■ OBJETIVOS ■
[A] No trecho sobre cientistas e opinistas, o que a internet valoriza como opinião e notícia?
[B] Escreva a continuação do trecho sobre cientistas e opinistas, começando logo após a pergunta que o encerra.

■ TRECHO ■
____________

Vivemos em um momento de incremento das interações virtuais e diminuição de contatos com espaços físicos, em que fronteiras institucionais e noções de pertencimento e competências são menos claras. Não é a toa que diuturnamente nos deparamos com situações de desvio de funções e atuação para além de suas atribuições originais de governantes, magistrados, militares, promotores, legisladores, gestores públicos, jornalistas, etc. Tem-se a noção de que ninguém mais respeita os limites de suas funções, em um misto de necessidade constante de exposição e surto onipotente que assume que por alguma razão tudo pode. A internet premia tais comportamentos. Valoriza, como opinião e notícia, a forma, a retórica, a diversão, a lacração, em detrimento da profundidade, confiabilidade e coerência. Cientistas, como eu (sim, me considero um e já digo por que), são eficazes em acusar o deslocamento de funções que instituições e personalidades públicas assumem no momento, mas ignoram o seu próprio comportamento desviado. Afinal de contas, somos cientistas ou opinistas?

____________

■ MATERIAL ■

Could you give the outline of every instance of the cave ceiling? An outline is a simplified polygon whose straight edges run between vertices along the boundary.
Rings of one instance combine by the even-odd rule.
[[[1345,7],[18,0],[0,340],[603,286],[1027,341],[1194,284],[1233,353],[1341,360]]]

____________

■ RESPOSTAS POR TAREFA ■
[A] A forma, a retórica, a diversão e a lacração, em detrimento da profundidade, da confiabilidade e da coerência.

[B]
Estamos na era das lives, da profusão de informações por todo o canto, da reprodução de jornais virtuais, da criação de postagens chocantes e provocativas dispostas a revolucionar a cabeça de quem lê. São tempos da disseminação da criatividade devido a ampliação das variedades e do acesso a meios em que audiovisual e texto são veiculados e acessados. Põe nisso tudo ainda uma pitada de ansiedade individual devido à reduzida interação social física ente as pessoas, um bocado de tempo livre para quem está em casa sem compromissos estipulados e o circo está montado. Todos viraram opinistas. Todos têm algo relevante a dizer. Todos compartilham, com comentários pretensamente virais, a notícia mais fresquinha. Todos responderam de forma inédita como superar as agruras do nosso tempo. Sim, palmas para a pluralização de opiniões e ampliação do espaço público de debate, embora a ampliação seja acompanhada da superficialidade e banalidade. O ponto crítico que quero pontuar não é sobre o direito de opinar, que deve ser garantido, nos limites da lei. Meu desconforto vem mais especificamente da proliferação descontrolada de vozes de cientistas que viraram na realidade opinistas, utilizando a sua autoridade e postura de promotor do conhecimento para opinar sobre qualquer coisa, muitas vezes temas totalmente descolados de sua expertise e área de pesquisa.
Cientistas devem ter, sim, compromisso social. Necessitam ponderar a relevância do que pesquisam e buscar ampliar o impacto dos resultados relevantes de suas atividades, mediante socialização do conhecimento e amparo a políticas públicas. Mas não me refiro a este louvável esforço. Louvo o compromisso público do cientista, mas rechaço sua transgressão ao mero diletantismo e histrionismo. A atitude de ter sempre uma opinião a ser propagada, com ares de autoridade, mesmo que tenha pouco a ver com o cerne de seu trabalho investigativo.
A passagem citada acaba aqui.